▶ [Passage for review]
##############################

Aeromexico Agrees $550 Million in Crew Pay Cuts

Caribbean News…
31 January 2021 12:11am
Aeromexico

Grupo Aeromexico inked a restructure of the Collective Bargain Agreements with two of its Unions. The new deals allow the airline to meet specific commitments and objectives required by the DIP lenders under Aeromexico’s Chapter 11 bankruptcy. Additionally, the airline saves up to US$550 million of labor costs in the next four years.

The Mexican airline had missed two deadlines to reach satisfactory agreements with its four syndicates. As part of its Chapter 11 reorganization, Aeromexico had to reduce costs and restructure the Collective Bargaining Agreements with its pilots (represented by ASPA), cabin crew members (represented by ASSA and STIA), and ground workers (represented by Independencia).

The airline’s future was on the line, literally. If Aeromexico didn’t come to an agreement with its Unions, it could have lost the remaining Debtor in Possession Credit Facility (DIP Financing), worth US$625 million.

Aeromexico’s financing is worth US$1 billion. It has already withdrawn US$375 million, composed of US$200 million of Tranche A and $175 million of Tranche B.

The airline is using this money to cope with the current COVID-19 crisis. In 2020, Aeromexico lost 54.2% of its passenger traffic while posting a US$1.6 billion net loss up to 2020’s third quarter. We still have to see the financial results of the final quarter.

##############################

Photo-based referring expression data
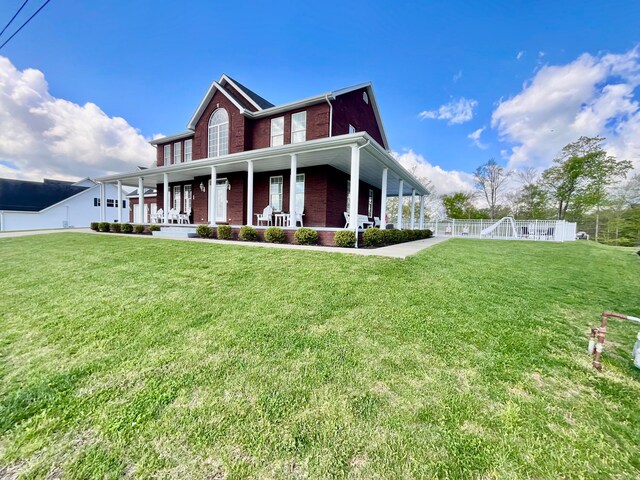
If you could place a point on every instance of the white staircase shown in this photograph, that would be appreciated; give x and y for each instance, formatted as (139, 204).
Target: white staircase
(176, 232)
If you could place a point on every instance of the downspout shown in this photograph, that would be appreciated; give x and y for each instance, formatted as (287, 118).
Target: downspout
(357, 199)
(330, 114)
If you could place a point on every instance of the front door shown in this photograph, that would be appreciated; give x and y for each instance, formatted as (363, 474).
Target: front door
(221, 200)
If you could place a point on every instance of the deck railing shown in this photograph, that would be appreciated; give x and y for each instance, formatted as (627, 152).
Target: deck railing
(505, 229)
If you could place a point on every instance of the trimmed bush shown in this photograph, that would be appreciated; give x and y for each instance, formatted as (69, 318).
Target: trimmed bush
(274, 235)
(248, 233)
(373, 237)
(345, 238)
(224, 232)
(306, 236)
(204, 231)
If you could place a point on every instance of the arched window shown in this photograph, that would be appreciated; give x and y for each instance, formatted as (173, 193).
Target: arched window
(219, 133)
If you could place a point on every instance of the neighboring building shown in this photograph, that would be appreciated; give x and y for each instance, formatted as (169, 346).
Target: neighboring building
(150, 205)
(328, 149)
(54, 204)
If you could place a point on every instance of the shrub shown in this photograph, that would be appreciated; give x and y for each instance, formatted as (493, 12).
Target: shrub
(373, 237)
(306, 236)
(274, 235)
(248, 233)
(345, 238)
(204, 231)
(224, 232)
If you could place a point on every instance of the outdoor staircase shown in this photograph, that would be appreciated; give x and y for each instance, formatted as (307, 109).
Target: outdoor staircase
(176, 232)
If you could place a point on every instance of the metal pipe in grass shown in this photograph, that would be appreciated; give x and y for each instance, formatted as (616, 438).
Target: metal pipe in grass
(598, 334)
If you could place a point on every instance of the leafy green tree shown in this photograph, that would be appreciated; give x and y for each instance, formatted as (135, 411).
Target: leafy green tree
(581, 175)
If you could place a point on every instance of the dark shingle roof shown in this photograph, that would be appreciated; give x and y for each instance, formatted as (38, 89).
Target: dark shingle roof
(34, 196)
(253, 95)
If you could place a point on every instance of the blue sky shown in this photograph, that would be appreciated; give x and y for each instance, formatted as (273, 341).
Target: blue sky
(151, 62)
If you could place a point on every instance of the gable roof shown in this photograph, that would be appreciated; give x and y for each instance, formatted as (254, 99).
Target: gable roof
(255, 99)
(25, 196)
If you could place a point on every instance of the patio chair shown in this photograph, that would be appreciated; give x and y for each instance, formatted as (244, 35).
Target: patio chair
(266, 215)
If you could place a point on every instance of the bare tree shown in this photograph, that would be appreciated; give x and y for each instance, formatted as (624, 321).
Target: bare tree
(490, 178)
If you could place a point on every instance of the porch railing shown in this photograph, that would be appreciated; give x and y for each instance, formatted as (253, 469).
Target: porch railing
(505, 229)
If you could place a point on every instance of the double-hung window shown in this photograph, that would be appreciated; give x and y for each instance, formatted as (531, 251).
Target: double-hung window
(298, 127)
(277, 131)
(167, 155)
(176, 197)
(187, 199)
(188, 149)
(300, 193)
(177, 153)
(219, 133)
(275, 193)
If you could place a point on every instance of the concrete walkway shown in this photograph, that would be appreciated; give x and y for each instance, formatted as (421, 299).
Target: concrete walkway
(402, 250)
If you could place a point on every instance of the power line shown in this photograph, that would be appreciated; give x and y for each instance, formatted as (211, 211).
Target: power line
(14, 17)
(24, 24)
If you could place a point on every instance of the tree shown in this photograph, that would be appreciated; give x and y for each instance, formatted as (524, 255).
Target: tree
(490, 178)
(580, 178)
(460, 205)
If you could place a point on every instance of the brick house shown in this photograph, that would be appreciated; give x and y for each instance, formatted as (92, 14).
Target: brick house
(240, 153)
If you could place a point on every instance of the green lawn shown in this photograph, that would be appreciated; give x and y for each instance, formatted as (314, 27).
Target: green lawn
(161, 359)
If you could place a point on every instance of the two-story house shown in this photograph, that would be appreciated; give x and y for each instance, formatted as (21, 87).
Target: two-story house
(306, 159)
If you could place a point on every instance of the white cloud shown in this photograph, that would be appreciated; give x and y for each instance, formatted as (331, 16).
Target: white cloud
(44, 136)
(475, 138)
(456, 111)
(444, 181)
(593, 95)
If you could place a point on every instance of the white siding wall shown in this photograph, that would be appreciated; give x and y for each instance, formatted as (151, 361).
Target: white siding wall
(77, 211)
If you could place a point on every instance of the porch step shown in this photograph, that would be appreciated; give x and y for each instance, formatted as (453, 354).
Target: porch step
(176, 232)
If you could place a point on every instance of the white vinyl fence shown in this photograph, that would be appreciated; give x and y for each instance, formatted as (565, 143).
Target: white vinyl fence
(505, 229)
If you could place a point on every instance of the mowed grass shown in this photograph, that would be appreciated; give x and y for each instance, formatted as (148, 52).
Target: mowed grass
(163, 359)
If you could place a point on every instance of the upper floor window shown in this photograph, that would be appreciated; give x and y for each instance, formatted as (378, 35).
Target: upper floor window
(277, 131)
(188, 149)
(298, 127)
(167, 154)
(219, 133)
(177, 152)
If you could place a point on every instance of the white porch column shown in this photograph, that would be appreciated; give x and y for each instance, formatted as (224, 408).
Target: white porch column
(213, 195)
(119, 201)
(292, 190)
(413, 210)
(250, 192)
(400, 199)
(165, 198)
(383, 200)
(355, 188)
(141, 199)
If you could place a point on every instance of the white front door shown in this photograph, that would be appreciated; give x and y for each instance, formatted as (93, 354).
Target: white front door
(221, 200)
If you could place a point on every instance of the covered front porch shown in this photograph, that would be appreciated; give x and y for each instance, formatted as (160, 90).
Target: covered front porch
(307, 184)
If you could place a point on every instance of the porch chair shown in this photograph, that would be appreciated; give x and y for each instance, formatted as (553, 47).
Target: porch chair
(266, 215)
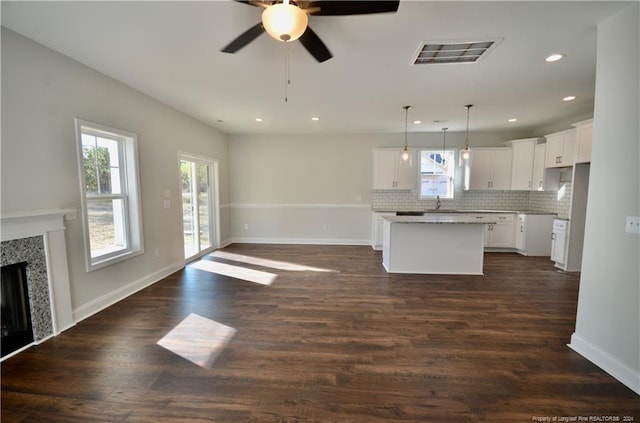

##############################

▶ [Problem to solve]
Copy the Aeromexico article from "The airline is" to "the final quarter." word for word.

▶ [Written answer]
The airline is using this money to cope with the current COVID-19 crisis. In 2020, Aeromexico lost 54.2% of its passenger traffic while posting a US$1.6 billion net loss up to 2020’s third quarter. We still have to see the financial results of the final quarter.